Your instructions
Write out, exactly as they stand, the line containing "the deer standing" and all subsequent lines up to and including the final line of the records.

Natural-language object grounding data

_ _ _ _ _ _ _

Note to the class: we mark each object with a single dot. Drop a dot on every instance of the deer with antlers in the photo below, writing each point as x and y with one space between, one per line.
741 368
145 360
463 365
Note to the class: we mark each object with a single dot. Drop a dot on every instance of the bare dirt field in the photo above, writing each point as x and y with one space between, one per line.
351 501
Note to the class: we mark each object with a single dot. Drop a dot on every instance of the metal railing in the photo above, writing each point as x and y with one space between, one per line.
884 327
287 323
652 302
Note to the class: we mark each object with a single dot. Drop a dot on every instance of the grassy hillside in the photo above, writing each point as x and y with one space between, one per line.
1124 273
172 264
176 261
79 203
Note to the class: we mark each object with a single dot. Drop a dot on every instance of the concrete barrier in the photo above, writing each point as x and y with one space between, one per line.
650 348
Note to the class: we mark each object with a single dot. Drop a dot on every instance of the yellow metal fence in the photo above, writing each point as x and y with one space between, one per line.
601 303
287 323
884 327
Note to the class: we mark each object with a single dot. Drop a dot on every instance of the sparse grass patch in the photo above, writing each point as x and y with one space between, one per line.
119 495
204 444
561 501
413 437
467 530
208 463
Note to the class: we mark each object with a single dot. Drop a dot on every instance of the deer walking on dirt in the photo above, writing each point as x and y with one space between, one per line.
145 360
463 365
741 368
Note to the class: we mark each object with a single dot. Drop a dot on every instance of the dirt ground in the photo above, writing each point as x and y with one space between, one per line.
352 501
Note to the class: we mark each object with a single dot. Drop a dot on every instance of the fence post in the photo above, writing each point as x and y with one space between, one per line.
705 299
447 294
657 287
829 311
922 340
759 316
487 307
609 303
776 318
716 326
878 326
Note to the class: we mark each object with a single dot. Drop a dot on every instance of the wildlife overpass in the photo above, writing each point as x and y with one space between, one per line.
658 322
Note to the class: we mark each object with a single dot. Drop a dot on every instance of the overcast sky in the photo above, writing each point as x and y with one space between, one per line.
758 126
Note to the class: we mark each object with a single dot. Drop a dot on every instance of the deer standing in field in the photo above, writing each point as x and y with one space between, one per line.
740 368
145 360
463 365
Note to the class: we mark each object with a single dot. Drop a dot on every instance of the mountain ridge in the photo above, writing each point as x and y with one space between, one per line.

_ _ _ _ _ _ _

Output for this exercise
Note to the class: we mark each object with a single dot. Drop a dot on every instance of the deer standing in field in the photo above, writing each point as x and y with one space between, one per line.
740 368
145 360
463 365
Note to the class: we mark each object with a single dot. Drop a dot on every instance of the mountain ridge in the photo above, writing each point as x and y with one space between, one per line.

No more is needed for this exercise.